Acórdão nº 5548/09.9TVLSNB.L1.S1 de Supremo Tribunal de Justiça (Portugal), 11 de Abril de 2013

Magistrado ResponsávelABRANTES GERALDES
Data da Resolução11 de Abril de 2013
EmissorSupremo Tribunal de Justiça (Portugal)

Acordam no Supremo Tribunal de Justiça: I – L.

intentou acção declarativa com processo ordinário contra BANCO E.

e A.

pedindo a sua condenação solidária no pagamento da indemnização de € 274.633,74 por danos materiais, € 100.000,00 por danos morais, juros de mora e sanção pecuniária compulsória no valor de € 50,00 por cada dia de atraso no levantamento das penhoras efectuadas, a partir do dia em que o Tribunal despache esse levantamento.

Alegou que o R. B. lhe moveu uma acção executiva, na qual a R. A. foi nomeada agente de execução. Para suspender os termos desta execução, o A. prestou caução que o Tribunal veio a admitir, sendo por isso ordenada a suspensão da instância executiva.
_____
Edite o acórdão desde "Acórdão nº 5548/09.9TVLSNB.L1.S1" até "despache esse levantamento.". Reproduza esse trecho com "indemnização" substituído por "compensação".
_____
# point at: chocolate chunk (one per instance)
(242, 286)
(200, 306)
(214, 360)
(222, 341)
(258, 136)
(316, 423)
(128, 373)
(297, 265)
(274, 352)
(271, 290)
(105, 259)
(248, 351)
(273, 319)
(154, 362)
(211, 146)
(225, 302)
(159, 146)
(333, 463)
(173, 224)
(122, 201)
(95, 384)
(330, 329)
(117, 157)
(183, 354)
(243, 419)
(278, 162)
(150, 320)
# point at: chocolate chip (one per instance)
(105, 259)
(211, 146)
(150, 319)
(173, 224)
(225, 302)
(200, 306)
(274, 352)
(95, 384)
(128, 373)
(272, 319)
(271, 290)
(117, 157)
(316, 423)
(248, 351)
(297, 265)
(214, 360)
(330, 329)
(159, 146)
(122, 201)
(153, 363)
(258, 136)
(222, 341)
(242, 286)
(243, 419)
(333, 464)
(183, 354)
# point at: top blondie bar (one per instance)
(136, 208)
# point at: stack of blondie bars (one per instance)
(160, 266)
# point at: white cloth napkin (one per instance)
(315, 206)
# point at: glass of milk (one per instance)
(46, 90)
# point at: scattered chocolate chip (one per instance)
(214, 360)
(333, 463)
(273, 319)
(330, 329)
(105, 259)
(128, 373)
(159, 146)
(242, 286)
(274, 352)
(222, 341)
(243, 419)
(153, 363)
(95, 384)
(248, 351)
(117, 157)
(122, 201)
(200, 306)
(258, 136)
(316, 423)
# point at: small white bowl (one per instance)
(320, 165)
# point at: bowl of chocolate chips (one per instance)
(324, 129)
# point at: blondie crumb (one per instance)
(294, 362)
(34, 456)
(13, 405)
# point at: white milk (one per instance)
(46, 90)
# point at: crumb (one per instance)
_____
* Resolução:
Acórdão nº 5548/09.9TVLSNB.L1.S1 de Supremo Tribunal de Justiça (Portugal), 11 de Abril de 2013

Magistrado ResponsávelABRANTES GERALDES
Data da Resolução11 de Abril de 2013
EmissorSupremo Tribunal de Justiça (Portugal)

Acordam no Supremo Tribunal de Justiça: I – L.

intentou acção declarativa com processo ordinário contra BANCO E.

e A.

pedindo a sua condenação solidária no pagamento da compensação de € 274.633,74 por danos materiais, € 100.000,00 por danos morais, juros de mora e sanção pecuniária compulsória no valor de € 50,00 por cada dia de atraso no levantamento das penhoras efectuadas, a partir do dia em que o Tribunal despache esse levantamento.